>> Start Source records

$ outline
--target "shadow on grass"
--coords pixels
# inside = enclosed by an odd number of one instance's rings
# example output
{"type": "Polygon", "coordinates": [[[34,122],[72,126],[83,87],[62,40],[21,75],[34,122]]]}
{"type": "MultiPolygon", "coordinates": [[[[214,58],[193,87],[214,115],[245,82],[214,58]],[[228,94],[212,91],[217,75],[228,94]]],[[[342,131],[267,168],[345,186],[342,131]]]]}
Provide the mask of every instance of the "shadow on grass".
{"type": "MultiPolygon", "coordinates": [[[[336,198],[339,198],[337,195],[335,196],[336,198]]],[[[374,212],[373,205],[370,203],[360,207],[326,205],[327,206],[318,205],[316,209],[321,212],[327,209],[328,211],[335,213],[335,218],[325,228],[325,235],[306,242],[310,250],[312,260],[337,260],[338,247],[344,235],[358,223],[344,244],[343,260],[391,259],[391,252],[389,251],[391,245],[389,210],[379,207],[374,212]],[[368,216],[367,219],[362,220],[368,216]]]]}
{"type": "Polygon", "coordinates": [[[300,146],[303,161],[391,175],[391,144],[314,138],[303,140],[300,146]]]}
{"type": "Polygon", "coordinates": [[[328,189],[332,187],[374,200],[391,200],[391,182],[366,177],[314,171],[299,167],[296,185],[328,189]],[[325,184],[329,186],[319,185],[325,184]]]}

>> End Source records

- [The task]:
Transcribe the data without changes, from its first line down to and including the line that contains "Provide the mask".

- [Response below]:
$ outline
--target "shadow on grass"
--coords pixels
# inside = enclosed by an odd number of one instance's rings
# example output
{"type": "Polygon", "coordinates": [[[34,122],[72,126],[83,87],[62,40],[21,75],[34,122]]]}
{"type": "MultiPolygon", "coordinates": [[[[214,58],[193,87],[214,115],[245,82],[214,58]],[[228,94],[212,91],[217,75],[228,94]]],[[[342,131],[267,168],[345,186],[342,131]]]]}
Provide the mask of every instance of the "shadow on grass".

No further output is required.